— Material supplied —

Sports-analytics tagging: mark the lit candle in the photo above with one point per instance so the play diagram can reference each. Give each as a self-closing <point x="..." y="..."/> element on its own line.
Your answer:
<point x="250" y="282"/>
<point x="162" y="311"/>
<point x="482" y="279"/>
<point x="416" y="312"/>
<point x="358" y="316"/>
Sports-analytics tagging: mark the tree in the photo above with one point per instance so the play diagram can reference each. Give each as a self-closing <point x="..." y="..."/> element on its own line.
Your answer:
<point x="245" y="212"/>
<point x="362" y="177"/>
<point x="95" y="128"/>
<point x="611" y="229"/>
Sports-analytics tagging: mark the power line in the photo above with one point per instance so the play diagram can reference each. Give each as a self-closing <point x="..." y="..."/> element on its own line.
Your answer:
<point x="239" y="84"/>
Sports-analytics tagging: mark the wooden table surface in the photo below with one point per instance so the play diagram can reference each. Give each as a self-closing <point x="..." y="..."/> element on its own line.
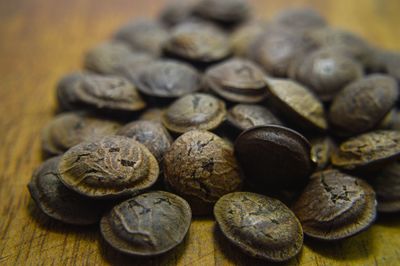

— Your instructions —
Scale the records from the line containing "Sports-analytics tagging: mark the power" through the end of the records, and write those lines out again with the requests included. Multiply each point coordinate in the answers by 0.8 and round to a whole number, with halves rounding up. Leave the pictures out.

— Full response —
Sports-analytics tagging: mark the power line in the photo above with one point per instance so the play diagram can reference each. Give each as a self-closing <point x="..." y="..."/> element on its own line.
Your answer:
<point x="191" y="67"/>
Sports-analytics tagging: mark the wooden table surface in the photo below with one point per instance so the play diagram can reference each. Give each as a self-closing <point x="..." y="..."/> element on its own line.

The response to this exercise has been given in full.